> **DATA IN THIS EXERCISE**:
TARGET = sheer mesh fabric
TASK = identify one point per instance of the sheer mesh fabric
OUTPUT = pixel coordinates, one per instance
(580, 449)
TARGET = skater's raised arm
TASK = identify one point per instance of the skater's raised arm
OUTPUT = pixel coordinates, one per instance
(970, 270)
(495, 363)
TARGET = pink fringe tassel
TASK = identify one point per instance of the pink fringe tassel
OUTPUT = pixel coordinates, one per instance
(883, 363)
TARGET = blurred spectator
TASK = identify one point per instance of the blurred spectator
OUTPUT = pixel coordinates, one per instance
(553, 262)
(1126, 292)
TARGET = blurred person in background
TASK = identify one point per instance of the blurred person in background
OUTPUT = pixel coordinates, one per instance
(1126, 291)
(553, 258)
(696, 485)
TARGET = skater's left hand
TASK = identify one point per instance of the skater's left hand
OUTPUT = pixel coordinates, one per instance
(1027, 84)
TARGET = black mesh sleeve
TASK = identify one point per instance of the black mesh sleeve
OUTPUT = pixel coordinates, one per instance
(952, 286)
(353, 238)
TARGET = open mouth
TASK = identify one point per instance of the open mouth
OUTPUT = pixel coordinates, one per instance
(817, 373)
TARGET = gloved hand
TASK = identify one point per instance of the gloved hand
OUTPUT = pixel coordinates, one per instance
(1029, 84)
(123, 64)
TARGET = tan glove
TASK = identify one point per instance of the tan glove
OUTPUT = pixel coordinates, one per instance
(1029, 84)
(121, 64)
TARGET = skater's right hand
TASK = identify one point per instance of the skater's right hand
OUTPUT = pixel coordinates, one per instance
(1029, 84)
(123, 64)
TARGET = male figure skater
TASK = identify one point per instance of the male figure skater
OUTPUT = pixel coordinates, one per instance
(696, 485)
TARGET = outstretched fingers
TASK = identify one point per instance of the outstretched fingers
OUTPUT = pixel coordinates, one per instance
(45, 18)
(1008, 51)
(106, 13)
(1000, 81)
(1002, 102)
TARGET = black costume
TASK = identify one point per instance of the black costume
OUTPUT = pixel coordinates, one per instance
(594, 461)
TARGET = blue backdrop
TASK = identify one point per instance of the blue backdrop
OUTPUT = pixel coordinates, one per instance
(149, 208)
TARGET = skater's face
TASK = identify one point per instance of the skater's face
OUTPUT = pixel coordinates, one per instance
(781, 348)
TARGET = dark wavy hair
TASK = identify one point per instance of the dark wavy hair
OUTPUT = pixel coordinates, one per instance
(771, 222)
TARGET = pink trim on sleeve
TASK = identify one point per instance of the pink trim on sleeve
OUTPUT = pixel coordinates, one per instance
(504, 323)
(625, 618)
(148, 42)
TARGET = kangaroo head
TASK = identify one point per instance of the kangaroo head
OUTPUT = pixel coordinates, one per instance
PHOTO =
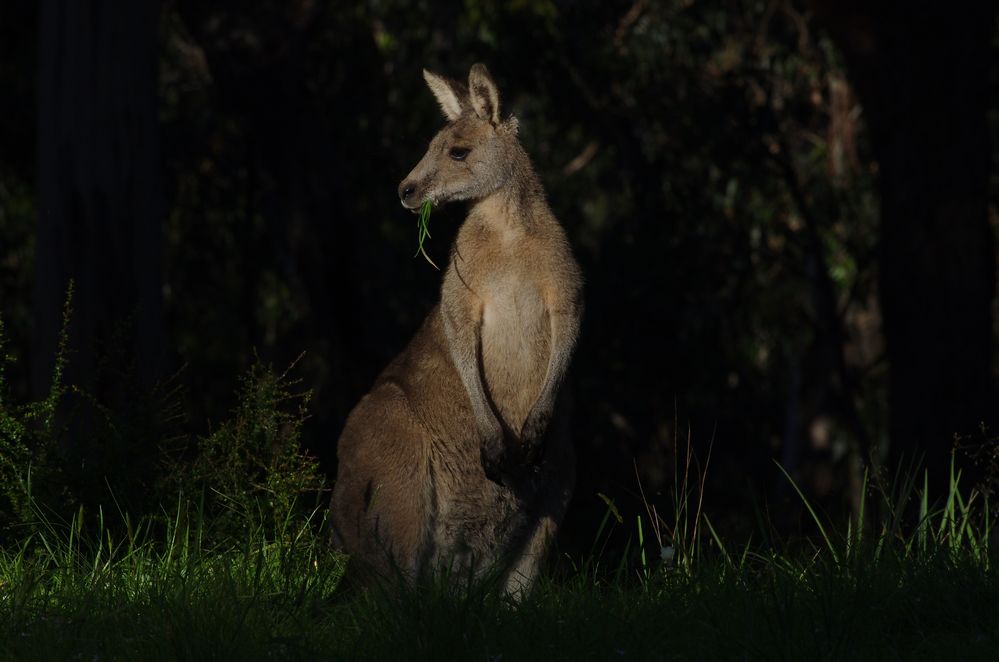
(474, 154)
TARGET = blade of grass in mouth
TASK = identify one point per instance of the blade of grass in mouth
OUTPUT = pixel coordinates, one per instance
(423, 231)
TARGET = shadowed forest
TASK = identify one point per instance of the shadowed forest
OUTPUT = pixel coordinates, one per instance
(785, 212)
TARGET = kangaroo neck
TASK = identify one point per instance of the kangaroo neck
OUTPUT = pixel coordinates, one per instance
(516, 206)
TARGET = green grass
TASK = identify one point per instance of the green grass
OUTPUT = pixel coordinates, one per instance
(160, 593)
(423, 231)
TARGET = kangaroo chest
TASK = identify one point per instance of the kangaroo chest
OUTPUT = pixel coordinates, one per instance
(516, 339)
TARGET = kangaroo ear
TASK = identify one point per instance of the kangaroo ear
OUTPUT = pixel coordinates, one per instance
(483, 94)
(449, 94)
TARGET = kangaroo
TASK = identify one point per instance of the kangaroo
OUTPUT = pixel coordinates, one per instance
(459, 457)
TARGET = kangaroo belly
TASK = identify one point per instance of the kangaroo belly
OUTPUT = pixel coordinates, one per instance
(516, 340)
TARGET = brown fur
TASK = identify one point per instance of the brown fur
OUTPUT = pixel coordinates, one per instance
(460, 457)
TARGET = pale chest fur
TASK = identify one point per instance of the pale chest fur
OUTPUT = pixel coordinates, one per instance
(508, 279)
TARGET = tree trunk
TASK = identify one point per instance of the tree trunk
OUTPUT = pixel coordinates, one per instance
(922, 73)
(100, 201)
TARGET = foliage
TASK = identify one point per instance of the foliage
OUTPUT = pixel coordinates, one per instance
(887, 596)
(29, 439)
(251, 466)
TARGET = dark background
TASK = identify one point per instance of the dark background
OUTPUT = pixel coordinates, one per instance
(785, 212)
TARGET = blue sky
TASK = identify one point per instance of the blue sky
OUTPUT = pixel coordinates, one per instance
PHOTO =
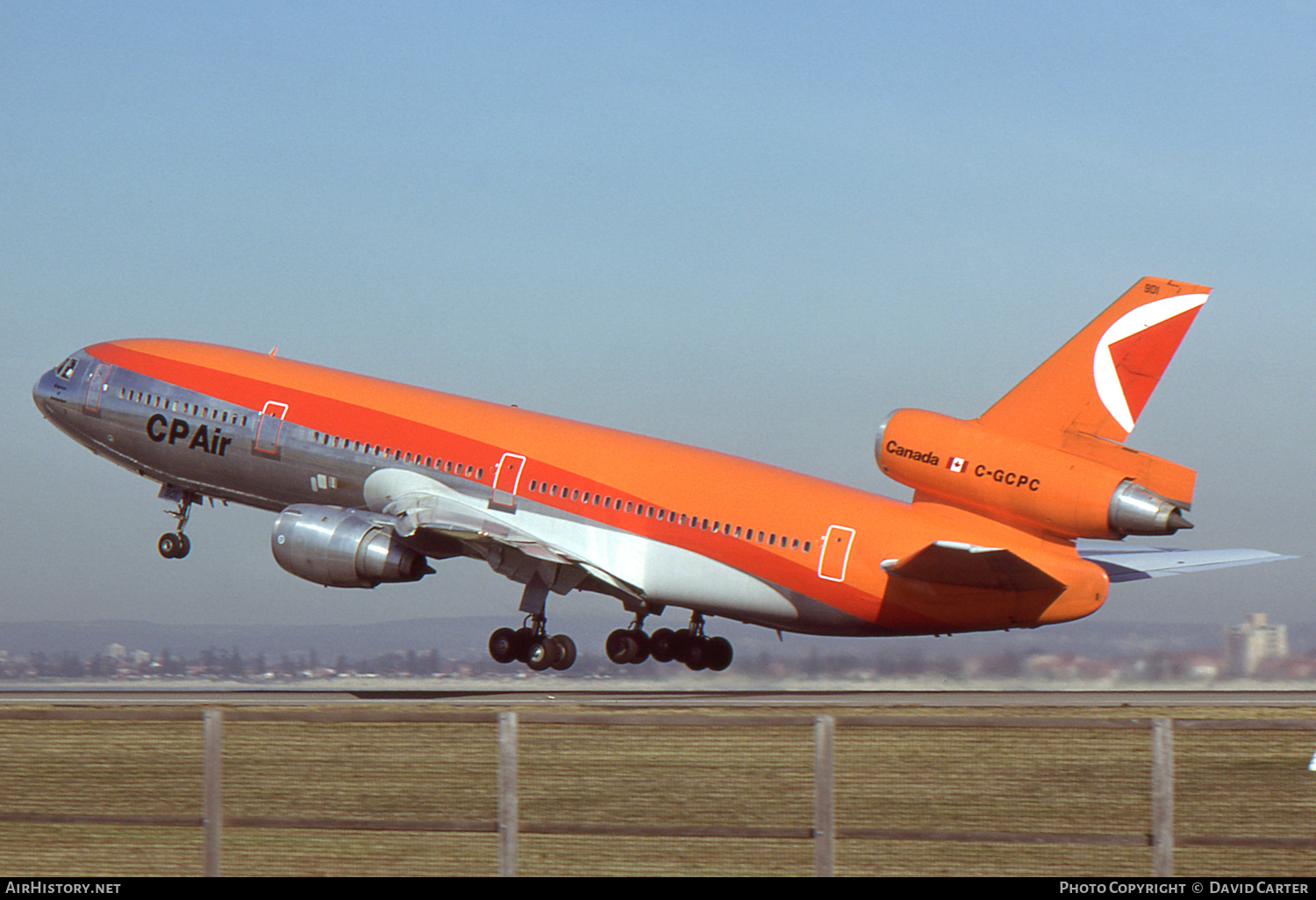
(749, 226)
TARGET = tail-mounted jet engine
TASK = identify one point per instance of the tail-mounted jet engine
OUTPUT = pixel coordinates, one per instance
(1086, 487)
(342, 547)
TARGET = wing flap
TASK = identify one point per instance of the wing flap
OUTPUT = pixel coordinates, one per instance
(1136, 563)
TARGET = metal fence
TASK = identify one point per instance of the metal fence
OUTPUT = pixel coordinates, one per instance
(407, 789)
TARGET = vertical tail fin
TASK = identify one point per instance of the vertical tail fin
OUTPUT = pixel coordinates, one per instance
(1099, 382)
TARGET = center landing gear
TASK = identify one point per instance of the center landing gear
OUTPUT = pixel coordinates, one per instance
(174, 545)
(689, 646)
(532, 644)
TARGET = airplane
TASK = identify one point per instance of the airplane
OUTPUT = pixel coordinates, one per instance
(374, 479)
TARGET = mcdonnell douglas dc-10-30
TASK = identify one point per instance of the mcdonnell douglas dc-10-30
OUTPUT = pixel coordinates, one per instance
(373, 479)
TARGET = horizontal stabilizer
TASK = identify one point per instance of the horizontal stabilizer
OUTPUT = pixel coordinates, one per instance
(1134, 563)
(966, 565)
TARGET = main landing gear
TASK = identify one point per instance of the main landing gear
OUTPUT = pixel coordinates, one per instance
(174, 545)
(537, 649)
(687, 646)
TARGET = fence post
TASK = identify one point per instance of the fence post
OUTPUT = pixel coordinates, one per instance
(507, 800)
(1162, 797)
(212, 791)
(824, 796)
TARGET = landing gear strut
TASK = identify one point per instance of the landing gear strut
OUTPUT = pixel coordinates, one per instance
(174, 545)
(532, 642)
(689, 646)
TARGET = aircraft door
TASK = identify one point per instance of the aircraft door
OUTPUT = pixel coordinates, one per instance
(505, 479)
(95, 386)
(268, 428)
(836, 553)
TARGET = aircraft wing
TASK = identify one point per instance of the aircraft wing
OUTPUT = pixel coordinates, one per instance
(1134, 563)
(968, 565)
(424, 508)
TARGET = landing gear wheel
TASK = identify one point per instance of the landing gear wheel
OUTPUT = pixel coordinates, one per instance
(524, 639)
(642, 642)
(568, 657)
(503, 645)
(621, 646)
(544, 654)
(719, 653)
(662, 645)
(697, 654)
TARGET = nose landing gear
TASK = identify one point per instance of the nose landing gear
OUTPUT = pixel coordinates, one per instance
(175, 545)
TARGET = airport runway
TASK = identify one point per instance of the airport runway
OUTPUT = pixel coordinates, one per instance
(666, 697)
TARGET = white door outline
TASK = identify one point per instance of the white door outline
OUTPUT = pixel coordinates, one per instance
(507, 478)
(265, 441)
(836, 553)
(95, 386)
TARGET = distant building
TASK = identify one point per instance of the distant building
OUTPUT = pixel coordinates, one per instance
(1249, 644)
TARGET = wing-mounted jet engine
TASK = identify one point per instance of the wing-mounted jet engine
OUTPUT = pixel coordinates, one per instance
(342, 547)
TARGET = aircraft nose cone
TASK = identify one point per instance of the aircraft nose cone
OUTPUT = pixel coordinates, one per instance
(42, 389)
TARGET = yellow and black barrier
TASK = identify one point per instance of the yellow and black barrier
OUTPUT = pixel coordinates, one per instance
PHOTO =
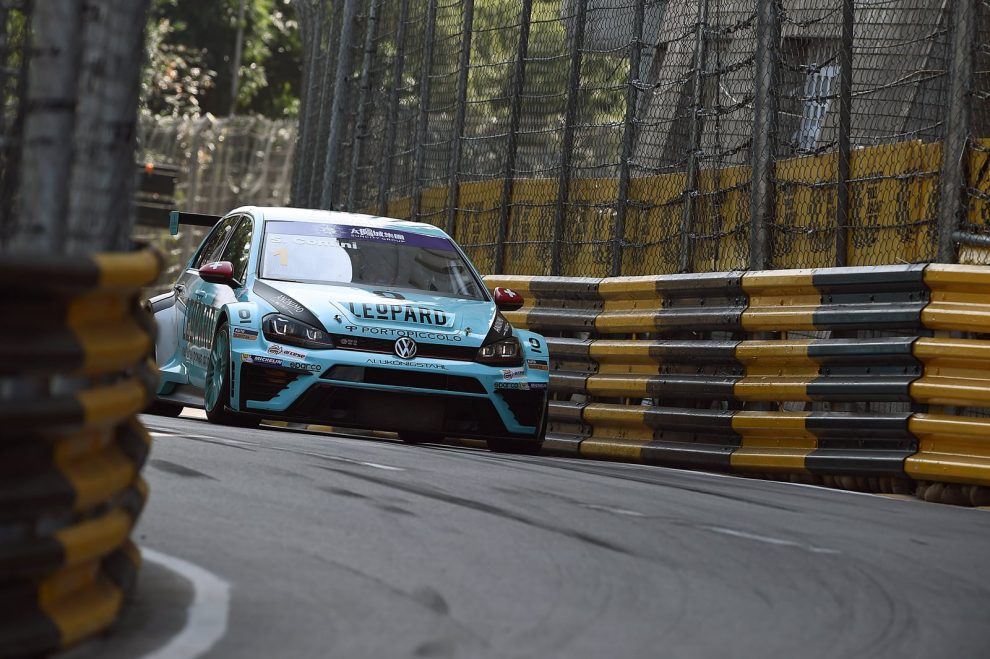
(76, 370)
(874, 378)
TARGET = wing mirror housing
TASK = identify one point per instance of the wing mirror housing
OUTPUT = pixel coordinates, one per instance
(507, 299)
(219, 272)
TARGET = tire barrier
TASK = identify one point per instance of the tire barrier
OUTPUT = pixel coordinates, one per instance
(870, 378)
(74, 373)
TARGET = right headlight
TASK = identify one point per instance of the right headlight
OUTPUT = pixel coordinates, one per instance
(501, 353)
(282, 329)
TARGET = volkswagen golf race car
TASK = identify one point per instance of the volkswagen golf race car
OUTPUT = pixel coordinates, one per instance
(348, 320)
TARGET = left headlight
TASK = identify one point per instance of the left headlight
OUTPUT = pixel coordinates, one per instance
(501, 353)
(282, 329)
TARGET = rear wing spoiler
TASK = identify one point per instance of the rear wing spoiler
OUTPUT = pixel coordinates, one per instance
(175, 218)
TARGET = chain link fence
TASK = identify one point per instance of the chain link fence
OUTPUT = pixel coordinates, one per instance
(222, 163)
(604, 137)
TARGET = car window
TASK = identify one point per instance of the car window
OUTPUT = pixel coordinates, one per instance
(336, 253)
(239, 247)
(210, 250)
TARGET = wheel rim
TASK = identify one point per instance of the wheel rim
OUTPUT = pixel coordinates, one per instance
(216, 370)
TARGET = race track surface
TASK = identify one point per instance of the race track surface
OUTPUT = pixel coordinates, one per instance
(353, 547)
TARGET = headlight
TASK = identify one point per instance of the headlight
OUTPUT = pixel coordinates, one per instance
(282, 329)
(501, 353)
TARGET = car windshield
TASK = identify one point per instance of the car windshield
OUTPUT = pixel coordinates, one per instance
(325, 253)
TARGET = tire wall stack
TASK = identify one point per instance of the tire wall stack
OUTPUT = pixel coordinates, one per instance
(74, 373)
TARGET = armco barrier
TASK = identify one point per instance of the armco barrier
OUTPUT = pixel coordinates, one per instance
(873, 378)
(74, 372)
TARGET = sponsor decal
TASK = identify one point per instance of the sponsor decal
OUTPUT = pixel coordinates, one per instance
(402, 362)
(520, 386)
(260, 359)
(368, 233)
(286, 352)
(405, 347)
(299, 366)
(512, 373)
(418, 334)
(245, 334)
(272, 361)
(406, 313)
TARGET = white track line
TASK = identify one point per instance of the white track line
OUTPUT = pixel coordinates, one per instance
(207, 616)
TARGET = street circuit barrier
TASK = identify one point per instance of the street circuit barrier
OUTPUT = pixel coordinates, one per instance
(867, 378)
(74, 373)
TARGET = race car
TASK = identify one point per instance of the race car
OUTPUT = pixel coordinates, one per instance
(348, 320)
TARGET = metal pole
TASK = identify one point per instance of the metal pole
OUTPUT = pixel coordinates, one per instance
(49, 123)
(518, 82)
(236, 66)
(338, 108)
(422, 125)
(453, 182)
(957, 129)
(567, 148)
(321, 133)
(393, 109)
(360, 132)
(845, 136)
(761, 204)
(628, 133)
(690, 191)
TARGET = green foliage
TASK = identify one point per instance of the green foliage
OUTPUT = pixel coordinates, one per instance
(191, 54)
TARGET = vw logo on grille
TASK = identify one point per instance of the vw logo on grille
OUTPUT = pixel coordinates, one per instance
(405, 347)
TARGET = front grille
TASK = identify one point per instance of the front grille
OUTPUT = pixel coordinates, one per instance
(403, 378)
(387, 346)
(261, 383)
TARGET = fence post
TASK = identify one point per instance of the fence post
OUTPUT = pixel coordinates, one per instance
(761, 199)
(697, 98)
(957, 128)
(628, 135)
(338, 107)
(362, 118)
(454, 179)
(423, 122)
(46, 160)
(567, 148)
(842, 200)
(393, 109)
(515, 110)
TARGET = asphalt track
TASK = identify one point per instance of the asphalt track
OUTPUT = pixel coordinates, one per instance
(349, 547)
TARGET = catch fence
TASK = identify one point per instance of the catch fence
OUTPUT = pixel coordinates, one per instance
(606, 137)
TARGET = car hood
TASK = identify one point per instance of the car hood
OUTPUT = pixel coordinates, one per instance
(351, 308)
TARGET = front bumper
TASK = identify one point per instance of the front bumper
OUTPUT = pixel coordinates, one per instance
(382, 392)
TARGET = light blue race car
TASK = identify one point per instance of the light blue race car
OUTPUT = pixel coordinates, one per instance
(346, 320)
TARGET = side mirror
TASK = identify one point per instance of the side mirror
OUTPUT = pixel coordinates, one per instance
(220, 272)
(507, 299)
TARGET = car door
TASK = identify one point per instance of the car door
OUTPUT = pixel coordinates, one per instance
(207, 300)
(189, 296)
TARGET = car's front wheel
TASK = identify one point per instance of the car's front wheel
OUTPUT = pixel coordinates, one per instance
(216, 392)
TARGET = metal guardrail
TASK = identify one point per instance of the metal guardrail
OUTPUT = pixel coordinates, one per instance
(873, 378)
(75, 372)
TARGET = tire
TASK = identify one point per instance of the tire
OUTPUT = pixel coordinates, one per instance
(163, 408)
(410, 437)
(216, 391)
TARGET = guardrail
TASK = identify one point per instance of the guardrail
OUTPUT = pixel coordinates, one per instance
(74, 372)
(872, 378)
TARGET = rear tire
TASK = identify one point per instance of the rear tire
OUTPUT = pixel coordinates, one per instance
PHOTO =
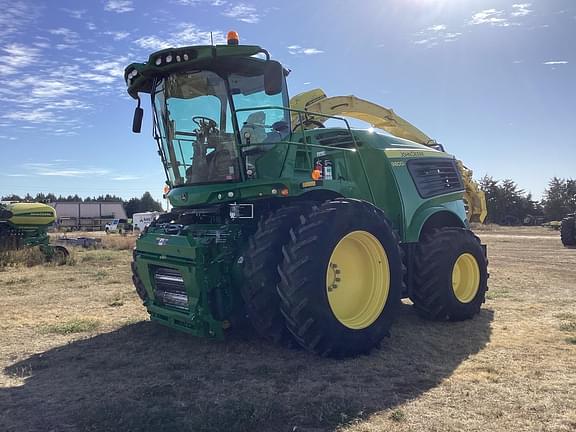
(341, 279)
(568, 231)
(450, 275)
(261, 261)
(59, 255)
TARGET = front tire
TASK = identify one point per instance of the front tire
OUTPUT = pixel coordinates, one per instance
(450, 275)
(568, 231)
(341, 279)
(261, 261)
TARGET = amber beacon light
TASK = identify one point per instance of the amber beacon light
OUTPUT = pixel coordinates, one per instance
(233, 38)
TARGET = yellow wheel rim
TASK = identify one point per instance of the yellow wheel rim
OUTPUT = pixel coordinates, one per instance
(466, 278)
(358, 280)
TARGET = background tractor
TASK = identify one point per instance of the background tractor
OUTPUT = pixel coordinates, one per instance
(568, 230)
(311, 229)
(26, 225)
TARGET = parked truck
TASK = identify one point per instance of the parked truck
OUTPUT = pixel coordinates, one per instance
(311, 229)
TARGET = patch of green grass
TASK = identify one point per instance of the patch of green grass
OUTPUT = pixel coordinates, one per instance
(566, 316)
(398, 416)
(17, 281)
(100, 274)
(116, 301)
(99, 256)
(501, 293)
(569, 326)
(80, 325)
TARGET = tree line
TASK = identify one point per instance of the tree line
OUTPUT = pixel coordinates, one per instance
(133, 205)
(508, 204)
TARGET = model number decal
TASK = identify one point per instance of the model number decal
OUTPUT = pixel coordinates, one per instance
(411, 154)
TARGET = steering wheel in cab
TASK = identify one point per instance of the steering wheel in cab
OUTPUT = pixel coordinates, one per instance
(206, 125)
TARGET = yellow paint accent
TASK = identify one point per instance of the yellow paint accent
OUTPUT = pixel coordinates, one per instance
(316, 102)
(31, 214)
(358, 280)
(415, 153)
(466, 278)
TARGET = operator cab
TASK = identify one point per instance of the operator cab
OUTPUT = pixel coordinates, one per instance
(208, 124)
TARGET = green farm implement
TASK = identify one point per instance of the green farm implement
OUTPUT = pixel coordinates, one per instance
(26, 225)
(313, 230)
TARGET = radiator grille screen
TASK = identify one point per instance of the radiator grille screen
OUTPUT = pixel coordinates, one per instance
(435, 176)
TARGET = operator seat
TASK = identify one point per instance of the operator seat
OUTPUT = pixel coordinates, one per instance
(253, 131)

> **YOUR GOAL**:
Would you copy, word for word, only the lines from the start of the listing to the one that contains "TASK = identify one point per instance of the open", both included?

> **RESULT OF THIS EXERCISE**:
TARGET = sheer mesh fabric
TASK = identify one point per instance of the sheer mesh fabric
OUTPUT = pixel coordinates, one per instance
(580, 449)
TARGET = skater's raised arm
TASK = identify one point per instance of the skater's raised arm
OUTPUT = pixel coordinates, one per instance
(970, 270)
(495, 363)
TARGET = pink fringe tassel
TASK = identify one point per instance of the pink fringe tassel
OUTPUT = pixel coordinates, one per instance
(883, 363)
TARGET = blurred spectator
TASK = identify one point per instance of the blurred spectator
OUTPUT = pixel coordinates, one per instance
(553, 262)
(1126, 292)
TARGET = blurred person in background
TASK = identify one point per instance of the blurred person in background
OUTPUT = pixel coordinates, one per instance
(1126, 291)
(553, 258)
(696, 485)
TARGET = skater's left hand
TASK = identify one point per instance of the skater's left hand
OUTPUT = pixel coordinates, one per instance
(1027, 84)
TARGET = black mesh sleeve
TASK = identify one point per instance of the black mesh sleeve
OUTPUT = pixel coordinates, one per instance
(952, 286)
(353, 238)
TARGET = open mouth
TASK = identify one point per instance of the open mouth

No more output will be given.